▶ **Texto extraído**:

En muchas ocasiones, la admiración (o la confianza, la sana
familiaridad, la broma compartida que expresa fraternidad) convive con el tono
peyorativo, es decir, todo depende del tono, de quién se lo diga y a quién, de
la manera de decir una palabra, es arma de doble filo porque la palabra puede
ser malinterpretada (también en eso se escudan algunos para tirar la piedra y,
si vienen mal dadas, esconder la mano, rebajar y hasta negar la verdadera
intención con que pronunciaron/escribieron el vocablo), pero en el contexto
adecuado y con interlocutores que conocen/comparten ese código más o menos
restringido sobra cualquier tipo de explicación. Llamar a alguien por su
apellido está muy vinculado a las jerarquías, a la despersonalización que
practicaban (lo diré en pasado, aunque se sigue empleando de ese modo y no en
un lugar o dos) los jefes que marcaban distancias y señalaban a cada paso su
posición privilegiada en el organigrama, aquellos revestidos de autoridad por
galones o capas púrpuras que trataban (como poco) con displicencia a quien
veían como inferior y/o lacayo (y dentro de estos, por supuestos, había quien
pronunciaba el apellido como simple identificación, incluso puede que con
afecto, al menos con el debido respeto a quien merece ser tratado como lo que
es, es decir, un semejante). Recuerdo una divertidísima conversación (como
cualquiera con ella) que Pablo y yo mantuvimos en el camerino de María Luisa
Merlo mientras ella se iba transformando en Leonor de Aquitania (dos veces la
gozamos interpretando aquel monólogo) en que se mostró toda orgullosa de que el
público la llamase -la llamásemos- LA Merlo -y cómo remarcó el adjetivo, ¡qué
grande es!- porque conseguir eso en España es haberse ganado el aplauso y el
cariño del que no siempre merece, por cierto, ser llamado respetable (sobre
todo en estos tiempos de móviles siempre encendidos -y atendidos-), ser
identificada de un plumazo, haberse convertido en categoría (echen cuentas: la
Velasco, la Baró, la Maura, la Rivelles, la Ponte, las Gutiérrez Caba -ahí sí
hace falta el nombre para identificarlas, Irene y Julia, ambas gloriosas-, la
Penella, la Riaza, la Carrillo, la Montes, la Galiana, podríamos seguir un buen
rato más y eso sin movernos del cine y el teatro). Del mismo modo que hay
nombres que no precisan de apellidos y viceversa porque no hay duda de a quién
nos referimos cuando evocamos a Rosalía, a Lope, a Gloria, a Tirso o a Quevedo,
tampoco descubro nada al referirme a aquellos apellidos que en las artes han
dado paso a adjetivos que sintetizan un modo de hacer, de pensar, de escribir,
de pintar, de crear, ahí está lo lorquiano (este era y es tan enorme que de cualquier
modo le idolatramos y reconocemos), lo cervantino, lo almodovariano, lo
berlanguiano, lo valleinclanesco, lo velazqueño, de nuevo la lista puede ser
(casi) infinita, pasando de una disciplina artística a otra, saltando de épocas
pretéritas a la actual hasta llegar a alguien que, aunque firma con sus dos apellidos,
ha sido con el segundo con el que se ha hecho tremendamente popular y el que
han utilizado sus seguidores y los críticos para hablar de su modo de escribir
y de lo que ha construido (sigue haciéndolo, a eso vamos) con lo que ha
publicado hasta el momento, entramos de lleno en (regresamos a él en lo que al
blog se refiere) el conocido como género Gellida.

▶ **Objetivo del ejercicio**: Según el texto extraído, ¿en qué personaje se iba transformando María Luisa Merlo en el camerino? Para resolver la tarea se debe consultar únicamente el texto extraído.

▶ **Extracto de datos**:
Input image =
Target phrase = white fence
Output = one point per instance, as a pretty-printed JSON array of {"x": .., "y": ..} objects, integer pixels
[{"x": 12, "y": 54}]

▶ **Resultado de la tarea**: En Leonor de Aquitania.